● **Passage shown**:

=======

The most important method of Apply is update. sleep is expected to
reset all the internal state and unregister anything registered with
the context.
Higher Order Functions
Right, now that the easy stuff is out of the way, lets see how we can
implement a built-in that takes another Graphix function as an
argument. This gets compiler guts all over the place, sorry about
that. Again lets look at the simplest example from the standard
library, which is array::group.
#![allow(unused)]
fn main() {
use anyhow::bail;
use compact_str::format_compact;
use graphix_compiler::{
expr::ExprId,
genn,
node::Node,
typ::{FnType, Typ, Type},
Apply, BindId, BuiltIn, Event, ExecCtx, LambdaId, Refs, Rt, Scope, UserEvent,
};
use netidx_value::Value;
use smallvec::{smallvec, SmallVec};
use std::collections::VecDeque;
#[derive(Debug)]
pub(super) struct Group<R: Rt, E: UserEvent> {
queue: VecDeque<Value>,
buf: SmallVec<[Value; 16]>,
pred: Node<R, E>,
ready: bool,
pid: BindId,
nid: BindId,
xid: BindId,
}
impl<R: Rt, E: UserEvent> BuiltIn<R, E> for Group<R, E> {
const NAME: &str = "array_group";
fn init<'a, 'b, 'c>(
ctx: &'a mut ExecCtx<R, E>,
typ: &'a FnType,
_resolved_typ: Option<&'a FnType>,
scope: &'b Scope,
from: &'c [Node<R, E>],
top_id: ExprId,
) -> Result<Box<dyn Apply<R, E>>> {
match from {
[_, _] => {
let scope =
scope.append(&format_compact!("fn{}", LambdaId::new().inner()));
let n_typ = Type::Primitive(Typ::I64.into());
let etyp = typ.args[0].typ.clone();
let mftyp = match &typ.args[1].typ {
Type::Fn(ft) => ft.clone(),
t => bail!("expected function not {t}"),
};
let (nid, n) =
genn::bind(ctx, &scope.lexical, "n", n_typ.clone(), top_id);
let (xid, x) =
genn::bind(ctx, &scope.lexical, "x", etyp.clone(), top_id);
let pid = BindId::new();
let fnode =
genn::reference(ctx, pid, Type::Fn(mftyp.clone()), top_id);
let pred = genn::apply(fnode, scope, vec![n, x], &mftyp, top_id);
Ok(Box::new(Self {
queue: VecDeque::new(),
buf: smallvec![],
pred,
ready: true,
pid,
nid,
xid,
}))

=======

Dataset rows showing where objects appear:
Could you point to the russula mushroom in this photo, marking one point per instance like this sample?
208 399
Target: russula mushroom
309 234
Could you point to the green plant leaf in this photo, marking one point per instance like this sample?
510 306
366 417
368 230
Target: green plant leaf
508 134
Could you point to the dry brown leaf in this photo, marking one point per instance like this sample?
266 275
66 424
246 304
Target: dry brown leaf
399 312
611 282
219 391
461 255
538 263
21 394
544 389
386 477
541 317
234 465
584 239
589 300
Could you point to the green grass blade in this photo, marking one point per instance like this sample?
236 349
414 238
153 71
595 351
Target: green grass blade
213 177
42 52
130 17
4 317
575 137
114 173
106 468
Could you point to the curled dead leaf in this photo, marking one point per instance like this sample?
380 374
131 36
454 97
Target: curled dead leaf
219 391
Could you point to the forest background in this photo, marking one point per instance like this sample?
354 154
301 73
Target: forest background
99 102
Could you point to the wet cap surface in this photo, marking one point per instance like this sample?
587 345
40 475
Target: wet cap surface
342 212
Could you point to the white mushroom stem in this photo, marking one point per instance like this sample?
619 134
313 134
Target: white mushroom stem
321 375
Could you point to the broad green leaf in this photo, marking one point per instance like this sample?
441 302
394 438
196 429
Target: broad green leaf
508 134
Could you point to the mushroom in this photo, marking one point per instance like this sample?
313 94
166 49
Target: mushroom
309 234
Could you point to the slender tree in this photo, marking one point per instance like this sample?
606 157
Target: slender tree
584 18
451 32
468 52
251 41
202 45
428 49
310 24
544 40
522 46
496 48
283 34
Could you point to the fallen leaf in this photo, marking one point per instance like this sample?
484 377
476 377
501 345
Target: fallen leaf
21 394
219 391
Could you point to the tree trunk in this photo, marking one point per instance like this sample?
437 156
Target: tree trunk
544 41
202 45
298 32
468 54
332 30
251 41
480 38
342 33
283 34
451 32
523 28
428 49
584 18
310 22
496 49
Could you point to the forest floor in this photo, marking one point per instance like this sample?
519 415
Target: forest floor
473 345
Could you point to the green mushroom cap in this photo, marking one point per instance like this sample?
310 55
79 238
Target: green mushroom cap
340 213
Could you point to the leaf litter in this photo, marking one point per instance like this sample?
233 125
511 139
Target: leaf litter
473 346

=======

● **Goal of the exercise**:
Carry on the Graphix built-in functions guide shown above, starting right after its last line.

● **Answer for this exercise**:
}
_ => bail!("expected two arguments"),
}
}
}
impl<R: Rt, E: UserEvent> Apply<R, E> for Group<R, E> {
fn update(
&mut self,
ctx: &mut ExecCtx<R, E>,
from: &mut [Node<R, E>],
event: &mut Event<E>,
) -> Option<Value> {
macro_rules! set {
($v:expr) => {{
self.ready = false;
self.buf.push($v.clone());
let len = Value::I64(self.buf.len() as i64);
ctx.cached.insert(self.nid, len.clone());
event.variables.insert(self.nid, len);
ctx.cached.insert(self.xid, $v.clone());
event.variables.insert(self.xid, $v);
}};
}
if let Some(v) = from[0].update(ctx, event) {
self.queue.push_back(v);
}
if let Some(v) = from[1].update(ctx, event) {
ctx.cached.insert(self.pid, v.clone());
event.variables.insert(self.pid, v);
}
if self.ready && self.queue.len() > 0 {
let v = self.queue.pop_front().unwrap();
set!(v);
}
loop {
match self.pred.update(ctx, event) {
None => break None,
Some(v) => {
self.ready = true;
match v {
Value::Bool(true) => {
break Some(Value::Array(
netidx_value::ValArray::from_iter_exact(
self.buf.drain(..),
),
))
}
_ => match self.queue.pop_front() {
None => break None,
Some(v) => set!(v),
},
}
}
}
}
}
fn typecheck(
&mut self,
ctx: &mut ExecCtx<R, E>,
_from: &mut [Node<R, E>],
) -> anyhow::Result<()> {
self.pred.typecheck(ctx)
}
fn refs(&self, refs: &mut Refs) {
self.pred.refs(refs)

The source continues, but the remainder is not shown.